======== Extract to read ========

Sunday, April 08, 2007

Britain delivers damning verdict on Blair's 10 years

There was an infamous Downing Street memo, leaked about a year ago, that stated that Blair's plans when he evacuated Downing Street were to leave the 'crowds wanting more'.

It was a ridiculously vain piece of nonsense. However, the distance between that intention and the way the British public actually feel about Blair as he enters his final months in office has been revealed by a new Observer newspaper poll, and the results will not make pleasant reading for the PM.

The poll reveals that almost half of voters consider the outgoing Prime Minister as out of touch, untrustworthy and overly concerned with spin, while 57 per cent think he has stayed in office too long.
And with elections next month in Scotland, England and Wales, there is every chance that Blair could be facing electoral meltdown as support haemorrhages from him. It was hardly the exit that he and his supporters planned.
The Iraq war is seen as Blair's nadir, with 58 per cent judging it his biggest failure: almost two-thirds thought he had just followed America. His biggest success was the Northern Ireland peace process, followed by Bank of England independence.
The truth is that Blair has actually been a very good Prime Minister who made one fatal mistake and that mistake has now threatened to overtake his entire ten years in office.

His reasoning for joining Bush in Iraq will be the subject of close scrutiny in every biography of him that follows with supporters explaining his rationale and critics questioning his wisdom. But the word Iraq will be the thing that decides whether you deem his term of office a success or a failure.

========

> **Exercise instructions**
Extend the post on the poll about Blair's ten years in office, starting right after its last sentence. The lines that come next are from a different source.

======== Study material ========

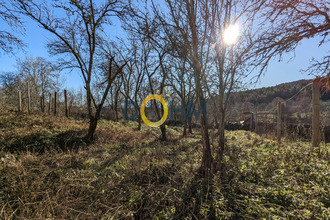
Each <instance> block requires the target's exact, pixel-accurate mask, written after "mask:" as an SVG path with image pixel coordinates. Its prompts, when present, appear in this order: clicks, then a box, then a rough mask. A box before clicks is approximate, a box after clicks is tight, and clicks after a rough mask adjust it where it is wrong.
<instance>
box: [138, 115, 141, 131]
mask: <svg viewBox="0 0 330 220" xmlns="http://www.w3.org/2000/svg"><path fill="white" fill-rule="evenodd" d="M138 131H141V116H140V114H138Z"/></svg>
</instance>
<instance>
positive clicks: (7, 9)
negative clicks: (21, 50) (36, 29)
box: [0, 0, 24, 53]
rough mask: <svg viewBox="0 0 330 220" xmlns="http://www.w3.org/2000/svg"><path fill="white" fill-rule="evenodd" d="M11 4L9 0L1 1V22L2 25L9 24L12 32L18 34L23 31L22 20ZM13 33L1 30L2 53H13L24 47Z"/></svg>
mask: <svg viewBox="0 0 330 220" xmlns="http://www.w3.org/2000/svg"><path fill="white" fill-rule="evenodd" d="M10 2H11V1H8V0H0V20H1V23H2V22H3V23H5V24H7V26H8V28H10V29H11V30H12V31H16V32H17V31H19V30H22V29H23V28H22V20H21V18H20V17H19V16H18V15H17V13H15V10H14V9H13V7H12V5H11V4H9V3H10ZM2 28H4V26H3V27H2ZM12 31H8V30H5V28H4V29H2V30H0V52H2V53H13V52H14V50H15V49H17V48H21V47H22V46H24V44H23V42H22V40H21V39H19V38H18V37H17V36H15V35H14V34H13V33H11V32H12Z"/></svg>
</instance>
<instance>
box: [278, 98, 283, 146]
mask: <svg viewBox="0 0 330 220" xmlns="http://www.w3.org/2000/svg"><path fill="white" fill-rule="evenodd" d="M281 137H282V104H281V102H278V103H277V141H278V143H280V142H281Z"/></svg>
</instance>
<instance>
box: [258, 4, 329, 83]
mask: <svg viewBox="0 0 330 220" xmlns="http://www.w3.org/2000/svg"><path fill="white" fill-rule="evenodd" d="M263 11H264V12H263V17H264V23H263V29H265V30H267V31H266V32H265V33H264V34H263V36H262V37H261V38H260V41H259V48H258V49H257V50H256V53H255V54H254V56H255V57H256V59H258V60H259V61H260V62H256V63H255V64H256V65H261V66H263V69H264V68H266V67H267V65H268V62H269V60H270V59H271V58H272V57H274V56H276V55H280V56H281V55H282V54H283V53H286V52H290V51H294V50H295V49H296V47H297V46H298V45H299V43H300V42H301V41H302V40H304V39H309V38H315V37H319V39H320V40H319V46H322V45H327V43H329V32H330V3H329V1H328V0H304V1H297V0H290V1H281V0H275V1H273V0H272V1H267V3H266V4H265V10H263ZM329 52H330V51H329ZM261 57H262V59H260V58H261ZM308 72H310V73H311V74H314V75H319V76H326V75H327V76H328V79H329V86H330V75H329V74H330V56H329V55H326V56H324V57H323V58H322V59H321V60H316V59H313V62H312V64H311V66H310V68H309V70H308Z"/></svg>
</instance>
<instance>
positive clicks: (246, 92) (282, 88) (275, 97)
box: [233, 80, 330, 105]
mask: <svg viewBox="0 0 330 220" xmlns="http://www.w3.org/2000/svg"><path fill="white" fill-rule="evenodd" d="M311 82H312V81H311V80H298V81H293V82H289V83H283V84H279V85H276V86H271V87H264V88H260V89H253V90H248V91H242V92H237V93H233V99H234V100H237V101H245V102H250V103H253V104H259V105H260V104H269V103H271V102H272V101H273V100H274V99H275V98H281V99H283V100H287V99H289V98H291V97H292V96H294V95H295V94H297V93H298V92H299V91H300V90H301V89H303V88H304V87H305V86H306V85H308V84H309V83H311ZM301 93H302V94H303V95H304V96H311V94H312V90H311V87H308V88H306V89H305V90H303V91H301ZM300 97H301V96H300ZM321 100H322V101H327V100H330V92H326V91H325V90H324V89H322V90H321Z"/></svg>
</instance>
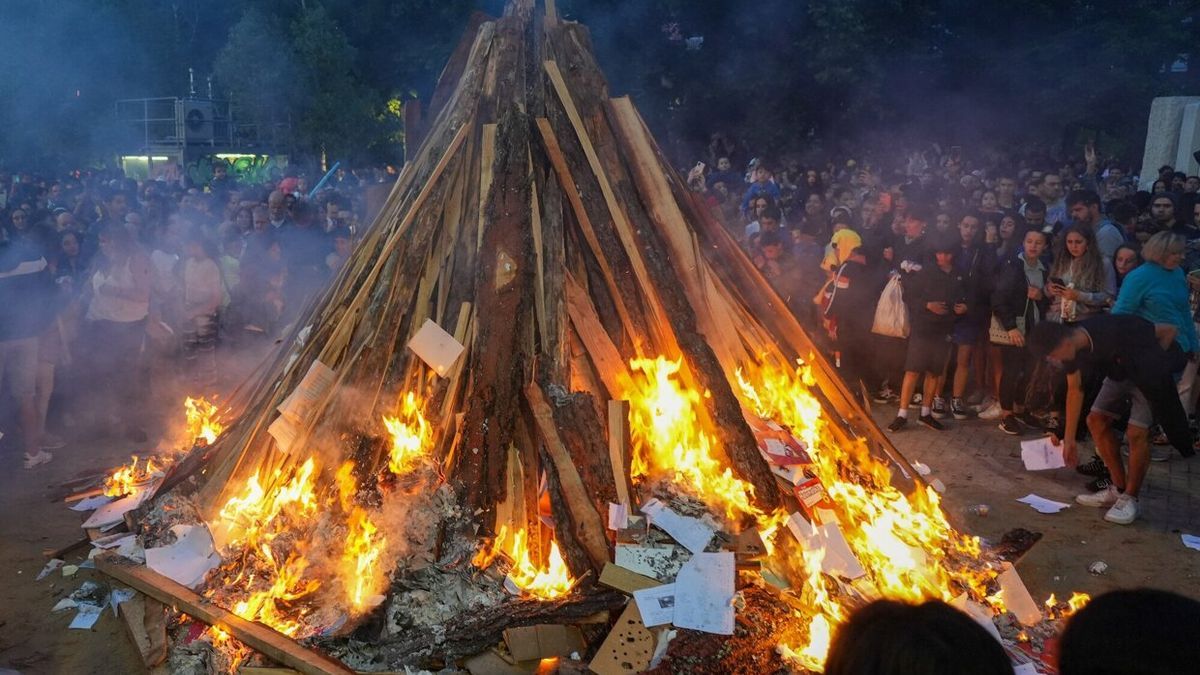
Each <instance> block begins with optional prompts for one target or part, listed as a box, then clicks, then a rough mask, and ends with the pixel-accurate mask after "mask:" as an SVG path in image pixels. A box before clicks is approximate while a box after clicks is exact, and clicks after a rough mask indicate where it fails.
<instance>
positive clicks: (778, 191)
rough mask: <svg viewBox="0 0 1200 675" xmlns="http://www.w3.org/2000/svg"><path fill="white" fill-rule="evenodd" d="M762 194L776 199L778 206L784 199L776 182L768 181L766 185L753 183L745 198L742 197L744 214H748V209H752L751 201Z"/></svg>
mask: <svg viewBox="0 0 1200 675" xmlns="http://www.w3.org/2000/svg"><path fill="white" fill-rule="evenodd" d="M762 193H767V196H768V197H770V198H772V199H774V201H775V203H776V204H778V203H779V199H780V198H781V197H782V192H780V191H779V184H776V183H775V181H774V180H768V181H767V183H766V184H762V183H751V184H750V187H749V189H748V190H746V193H745V197H742V213H746V209H749V208H750V199H754V198H755V197H757V196H758V195H762Z"/></svg>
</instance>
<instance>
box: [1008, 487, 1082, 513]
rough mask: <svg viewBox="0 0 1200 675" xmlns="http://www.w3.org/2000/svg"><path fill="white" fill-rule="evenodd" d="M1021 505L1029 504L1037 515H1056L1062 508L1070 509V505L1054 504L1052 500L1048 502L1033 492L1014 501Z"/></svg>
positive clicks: (1062, 508) (1054, 501) (1044, 497)
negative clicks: (1021, 504) (1035, 510)
mask: <svg viewBox="0 0 1200 675" xmlns="http://www.w3.org/2000/svg"><path fill="white" fill-rule="evenodd" d="M1016 501H1019V502H1021V503H1022V504H1030V506H1031V507H1033V510H1036V512H1038V513H1058V512H1060V510H1062V509H1064V508H1070V504H1068V503H1063V502H1056V501H1054V500H1048V498H1045V497H1039V496H1037V495H1034V494H1033V492H1030V494H1028V495H1025V496H1024V497H1021V498H1019V500H1016Z"/></svg>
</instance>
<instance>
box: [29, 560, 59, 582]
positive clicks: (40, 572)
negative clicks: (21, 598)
mask: <svg viewBox="0 0 1200 675" xmlns="http://www.w3.org/2000/svg"><path fill="white" fill-rule="evenodd" d="M65 562H66V561H65V560H62V558H58V557H52V558H50V561H49V562H47V563H46V567H43V568H42V571H41V572H38V573H37V579H34V581H41V580H42V579H46V578H47V577H49V575H50V573H52V572H54V571H55V569H58V568H60V567H62V563H65Z"/></svg>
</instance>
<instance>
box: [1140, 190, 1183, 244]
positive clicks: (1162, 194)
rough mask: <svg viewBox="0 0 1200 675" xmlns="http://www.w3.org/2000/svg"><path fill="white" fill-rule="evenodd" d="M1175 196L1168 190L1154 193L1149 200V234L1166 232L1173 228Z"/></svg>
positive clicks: (1175, 207)
mask: <svg viewBox="0 0 1200 675" xmlns="http://www.w3.org/2000/svg"><path fill="white" fill-rule="evenodd" d="M1177 210H1178V209H1176V207H1175V196H1174V195H1171V193H1170V192H1163V193H1162V195H1154V197H1153V198H1152V199H1151V201H1150V223H1148V225H1147V226H1148V228H1150V233H1151V235H1153V234H1154V233H1158V232H1166V231H1170V229H1172V228H1175V214H1176V211H1177Z"/></svg>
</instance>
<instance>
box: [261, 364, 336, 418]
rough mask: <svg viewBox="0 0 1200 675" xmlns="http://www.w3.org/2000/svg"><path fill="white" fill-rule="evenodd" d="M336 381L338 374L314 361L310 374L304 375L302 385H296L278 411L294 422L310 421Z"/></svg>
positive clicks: (300, 383) (299, 384) (328, 368)
mask: <svg viewBox="0 0 1200 675" xmlns="http://www.w3.org/2000/svg"><path fill="white" fill-rule="evenodd" d="M336 380H337V374H336V372H334V371H332V370H331V369H330V368H329V366H328V365H325V364H323V363H320V362H319V360H313V362H312V364H311V365H310V366H308V372H305V374H304V378H302V380H301V381H300V384H296V388H295V389H294V390H293V392H292V394H290V395H288V398H287V399H284V400H283V402H282V404H280V406H278V408H276V410H278V411H280V414H282V416H283V417H290V418H292V419H293V420H294V422H304V420H306V419H308V416H310V414H311V413H312V411H313V410H314V408H316V407H317V406H318V405H319V404H320V400H322V399H324V398H325V394H328V393H329V389H330V388H332V386H334V382H335V381H336Z"/></svg>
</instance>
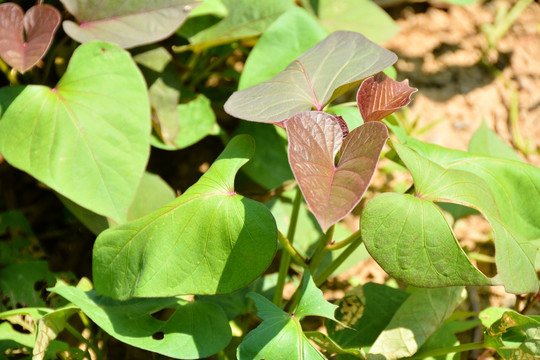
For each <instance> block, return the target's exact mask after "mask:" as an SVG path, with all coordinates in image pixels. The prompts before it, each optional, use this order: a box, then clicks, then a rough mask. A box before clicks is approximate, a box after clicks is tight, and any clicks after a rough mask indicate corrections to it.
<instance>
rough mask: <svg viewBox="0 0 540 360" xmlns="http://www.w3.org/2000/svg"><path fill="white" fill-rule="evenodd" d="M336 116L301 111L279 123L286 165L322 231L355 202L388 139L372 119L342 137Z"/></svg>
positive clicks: (354, 205)
mask: <svg viewBox="0 0 540 360" xmlns="http://www.w3.org/2000/svg"><path fill="white" fill-rule="evenodd" d="M338 119H339V118H336V117H335V116H333V115H329V114H326V113H323V112H317V111H306V112H302V113H298V114H296V115H294V116H293V117H291V118H290V119H289V120H287V121H286V122H285V123H284V124H285V128H286V130H287V134H288V136H289V162H290V164H291V168H292V170H293V173H294V175H295V177H296V181H297V182H298V185H299V186H300V189H301V190H302V194H303V195H304V198H305V199H306V202H307V204H308V205H309V207H310V209H311V211H312V212H313V214H314V215H315V217H316V218H317V221H318V222H319V224H320V225H321V228H322V230H323V231H326V230H327V229H328V228H329V227H330V226H331V225H333V224H335V223H336V222H338V221H339V220H341V219H342V218H343V217H345V216H346V215H347V214H348V213H349V212H351V211H352V209H353V208H354V207H355V206H356V205H357V204H358V203H359V202H360V200H361V198H362V195H363V194H364V192H365V191H366V189H367V187H368V185H369V182H370V181H371V178H372V176H373V173H374V171H375V167H376V166H377V162H378V161H379V155H380V153H381V150H382V147H383V146H384V144H385V143H386V139H387V138H388V131H387V130H386V126H385V125H383V124H380V123H376V122H372V123H367V124H364V125H362V126H360V127H358V128H356V129H355V130H353V131H352V132H351V133H350V134H348V135H347V132H344V130H343V129H345V130H346V128H347V126H346V125H345V123H344V122H343V120H338ZM338 152H339V156H338V159H336V155H337V154H338Z"/></svg>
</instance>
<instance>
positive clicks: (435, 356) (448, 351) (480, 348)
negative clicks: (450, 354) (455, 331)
mask: <svg viewBox="0 0 540 360" xmlns="http://www.w3.org/2000/svg"><path fill="white" fill-rule="evenodd" d="M476 349H484V344H483V343H469V344H461V345H456V346H448V347H444V348H440V349H433V350H429V351H425V352H422V353H421V354H420V355H418V356H416V355H415V356H412V357H410V358H408V359H410V360H420V359H425V358H427V357H437V356H443V355H446V354H452V353H458V352H463V351H470V350H476Z"/></svg>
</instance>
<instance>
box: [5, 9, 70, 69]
mask: <svg viewBox="0 0 540 360" xmlns="http://www.w3.org/2000/svg"><path fill="white" fill-rule="evenodd" d="M61 18H62V17H61V16H60V12H59V11H58V10H56V8H54V7H52V6H50V5H43V4H41V3H40V4H38V5H35V6H33V7H31V8H30V9H29V10H28V11H27V12H26V14H24V13H23V10H22V9H21V7H20V6H19V5H17V4H15V3H4V4H2V5H0V56H1V57H2V59H4V61H5V62H6V63H8V64H9V65H10V66H11V67H13V68H15V69H16V70H18V71H19V72H21V73H24V72H26V71H27V70H29V69H31V68H32V67H34V65H36V64H37V62H38V61H39V60H41V58H42V57H43V56H44V55H45V53H46V52H47V50H48V49H49V46H50V45H51V42H52V39H53V37H54V33H55V32H56V29H57V28H58V25H59V24H60V20H61ZM25 39H26V40H25Z"/></svg>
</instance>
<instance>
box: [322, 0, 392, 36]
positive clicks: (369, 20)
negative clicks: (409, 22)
mask: <svg viewBox="0 0 540 360" xmlns="http://www.w3.org/2000/svg"><path fill="white" fill-rule="evenodd" d="M317 16H318V18H319V21H320V23H321V24H322V25H323V26H324V28H325V29H326V30H327V31H328V32H334V31H339V30H348V31H356V32H359V33H361V34H363V35H364V36H365V37H367V38H368V39H370V40H371V41H374V42H376V43H382V42H384V41H386V40H390V39H391V38H392V37H393V36H394V35H396V34H397V33H398V32H399V27H398V25H397V24H396V23H395V22H394V20H392V17H390V15H388V14H387V13H386V12H385V11H384V10H383V9H381V8H380V7H379V6H378V5H377V3H375V2H373V1H371V0H320V1H317Z"/></svg>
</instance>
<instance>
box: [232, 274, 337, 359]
mask: <svg viewBox="0 0 540 360" xmlns="http://www.w3.org/2000/svg"><path fill="white" fill-rule="evenodd" d="M248 296H249V297H251V298H252V299H253V301H254V302H255V306H257V310H258V315H259V317H260V318H261V319H263V322H262V324H261V325H259V326H258V327H257V328H256V329H255V330H253V331H251V332H250V333H249V334H248V335H247V336H246V337H245V338H244V341H243V342H242V343H241V344H240V347H239V348H238V351H237V356H238V359H239V360H258V359H266V360H281V359H290V360H302V359H310V360H311V359H314V360H315V359H317V360H319V359H320V360H323V359H324V356H322V354H321V353H320V352H319V351H318V350H317V349H316V348H315V347H314V346H313V345H312V344H311V343H310V342H309V340H308V339H307V337H306V335H305V334H304V333H303V331H302V326H301V325H300V320H302V318H304V317H305V316H308V315H314V316H322V317H325V318H328V319H331V320H335V318H334V312H335V310H336V309H337V306H336V305H333V304H331V303H329V302H328V301H326V300H325V299H324V297H323V295H322V291H321V290H319V289H318V288H317V287H316V286H315V283H314V282H313V279H312V278H311V275H310V274H309V272H308V273H307V274H305V275H304V282H303V284H302V297H301V299H300V302H299V303H298V307H297V309H296V311H295V312H294V313H293V314H287V313H286V312H284V311H283V310H281V309H280V308H278V307H277V306H276V305H274V304H272V303H271V302H270V301H269V300H267V299H266V298H265V297H263V296H262V295H259V294H256V293H251V294H249V295H248Z"/></svg>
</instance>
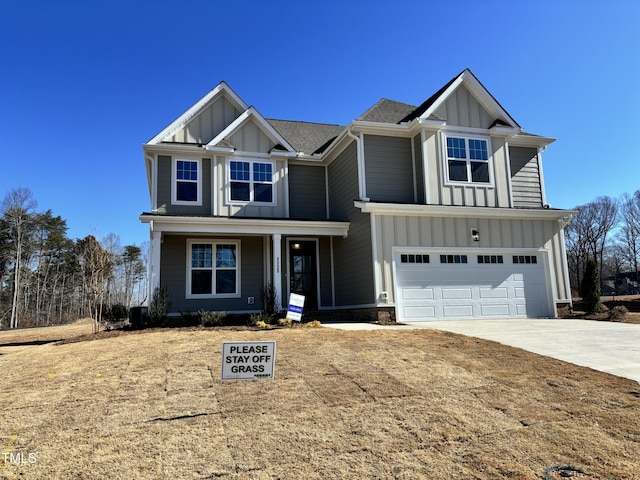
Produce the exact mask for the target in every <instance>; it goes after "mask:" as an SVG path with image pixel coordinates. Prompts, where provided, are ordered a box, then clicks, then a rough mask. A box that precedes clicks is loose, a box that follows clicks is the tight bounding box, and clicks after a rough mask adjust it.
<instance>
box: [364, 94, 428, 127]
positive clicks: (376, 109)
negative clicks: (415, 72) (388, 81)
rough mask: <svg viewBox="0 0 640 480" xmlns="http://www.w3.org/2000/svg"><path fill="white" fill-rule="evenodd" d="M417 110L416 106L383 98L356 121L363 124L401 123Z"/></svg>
mask: <svg viewBox="0 0 640 480" xmlns="http://www.w3.org/2000/svg"><path fill="white" fill-rule="evenodd" d="M415 109H416V107H415V106H414V105H409V104H408V103H402V102H396V101H395V100H389V99H387V98H383V99H381V100H380V101H379V102H378V103H376V104H375V105H373V106H372V107H371V108H370V109H369V110H367V111H366V112H364V113H363V114H362V115H360V116H359V117H358V118H357V119H356V120H357V121H362V122H380V123H401V122H402V121H403V119H404V118H406V117H407V116H408V115H410V114H411V113H412V112H413V111H415Z"/></svg>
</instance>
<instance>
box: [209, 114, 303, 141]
mask: <svg viewBox="0 0 640 480" xmlns="http://www.w3.org/2000/svg"><path fill="white" fill-rule="evenodd" d="M250 119H253V121H254V122H255V123H256V124H257V125H258V127H259V128H260V129H261V130H262V131H263V132H264V133H265V134H266V135H267V136H268V137H269V138H270V139H271V140H273V142H274V143H275V144H276V147H278V148H277V149H278V150H285V151H288V152H294V148H293V147H292V146H291V145H290V144H289V142H287V141H286V140H285V139H284V137H282V135H280V134H279V133H278V132H277V131H276V130H275V129H274V128H273V127H272V126H271V124H270V123H269V122H267V120H266V119H265V118H264V117H263V116H262V115H260V113H259V112H258V111H257V110H256V109H255V107H249V108H248V109H246V110H245V111H244V112H243V113H242V114H241V115H240V116H239V117H238V118H236V119H235V120H234V121H233V122H231V123H230V124H229V125H228V126H227V128H225V129H224V130H222V132H220V133H219V134H218V135H216V136H215V137H214V138H213V139H212V140H211V141H210V142H209V143H208V144H207V149H212V148H215V147H217V146H219V144H220V142H223V141H225V140H226V139H227V138H229V137H230V136H231V135H233V134H234V133H235V132H237V131H238V130H239V129H240V128H242V126H243V125H244V124H245V123H247V122H248V121H249V120H250Z"/></svg>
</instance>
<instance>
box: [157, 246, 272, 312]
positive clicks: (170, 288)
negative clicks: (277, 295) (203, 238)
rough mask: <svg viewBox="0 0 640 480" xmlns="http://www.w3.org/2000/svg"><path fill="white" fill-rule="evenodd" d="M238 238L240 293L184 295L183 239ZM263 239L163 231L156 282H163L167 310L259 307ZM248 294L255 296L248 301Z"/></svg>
mask: <svg viewBox="0 0 640 480" xmlns="http://www.w3.org/2000/svg"><path fill="white" fill-rule="evenodd" d="M200 238H205V239H207V240H215V239H217V238H220V239H225V240H228V239H231V240H240V253H239V256H240V266H239V269H238V272H239V274H240V297H239V298H203V299H187V298H186V295H187V283H186V282H187V261H188V258H187V241H188V240H193V239H200ZM264 242H265V239H264V237H262V236H246V237H237V236H225V237H210V236H207V237H199V236H197V235H195V236H194V235H189V236H187V235H164V236H163V239H162V251H161V258H160V272H161V274H160V284H161V285H166V286H167V287H168V289H169V292H170V295H171V297H170V298H169V301H170V302H171V312H174V313H179V312H197V311H198V310H200V309H204V310H216V311H222V310H225V311H242V310H253V309H258V310H259V309H260V288H262V287H263V286H264V263H265V262H264V258H263V257H264V255H263V253H264ZM248 297H254V298H255V302H256V303H255V304H254V305H248Z"/></svg>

========

> **Exercise answer**
It is no secret that I belong to the latter of the two groups. Nor do I buy the theory that Blair's reasoning for following Bush into Iraq was honourable.

Blair had enjoyed a close personal relationship with the outgoing Democratic President Clinton and had determined that he was not going to allow the Tories to exploit the fact that the new incoming regime were Republicans, so he set out to forge as close a relationship as possible with the Bush regime. His reasoning was no more honourable than that. When Bush declared his intention to invade Iraq, it was simply unthinkable to Blair that the UK should not be at America's side.

So he set out to convince the country of why we had to invade Iraq. To accomplish this end he employed dodgy dossiers and exaggerated intelligence.

Shortly before the vote in the House of Commons over whether to authorise the Iraq war, it is said that Cherie was phoning MP's saying that, if they could see the evidence that was flowing across Blair's desk, then they would not hesitate to vote for war.

Of course, we now know that this was a lie. Indeed, I think this goes to the heart of why the Iraq war has lost so much public support. For Blair did not look at evidence and decide to go to war. Rather, he decided to go to war and then went looking for evidence that would justify that decision.

That single act has now come to overshadow everything else he has done whilst in office.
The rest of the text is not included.